Nondimeno, i Balcani si sono mostrati resistenti alle trame americane. Al parere di Korybko, l'abbattimento del Su-24 fu provocato dagli Usa per lanciare l'effetto domino che in fin dei conti ha causato la rovina della cooperazione energetica tra Russia e Turchia.

Tuttavia, Korybko arriva ad una conclusione piuttosto ottimista sul fatto che il progetto Turkish Stream non'è definitivamente annullato, ma è accantonato temporaneamente. Ma quali sarebbero le condizioni della ripresa del progetto? Secondo l'analista, uno scenario più probabile sarebbe che le masse popolari o i rappresentanti militari sconvolti potranno rovesciare il regime di Erdogan.

Korybko prevede che la Cina avrà un ruolo importante nel dare un nuovo respiro al Balkan Stream perché il Balkan Stream sarà un componente decisivo nella infrastruttura del Balkan Silk Road combinata da Cina. “Il Partenariato strategico russo-cinese è destinato a rivoluzionare il continente europeo con un infuso di influenza multipolare lungo il corridoio balcanico, che avrebbe dovuto supportare il Balkan Stream e Via della Seta dei Balcani” (Per approfondire leggi: Washington’s “Destabilization Agenda”: A Hybrid War to Break the Balkans?).

Dati forniti –
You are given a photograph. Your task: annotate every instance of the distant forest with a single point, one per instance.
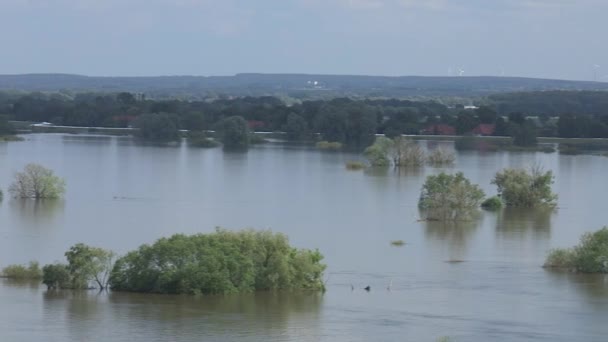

Obiettivo dichiarato – Prosegui il brano sul Turkish Stream e sul Balkan Stream, scrivendo il seguito a partire dalla sua ultima frase.

Risposta all'esercizio –
Intanto, nel mondo dei gasdotti non è tutto completamente oscuro. Mentre nel corridoio meridionale tutti i lavori sono sospesi, è emerso di nuovo il progetto Nord Stream-2 in nord Europa. Come indica Nicolò Sartori, “l’azione turca porti non solo al definitivo congelamento di Turkish Stream - a vantaggio della Germania che vedrebbe la strada spianata per il suo Nord Stream-2 - ma anche un chiaro ridimensionamento del ruolo della Turchia nelle strategie del Cremlino”.

Il progetto Nord Stream-2 prevede la realizzazione di due rami di gasdotti con una capacità totale di 55 miliardi di metri cubi di gas ogni anno che porterà energia dalle coste della Russia fino a quelle tedesche attraverso il Mar Baltico. Il patto sociale tra gli investitori del progetto della joint venture “New European Pipeline AG”, che si occuperà della costruzione del gasdotto, è stato firmato il 4 settembre scorso.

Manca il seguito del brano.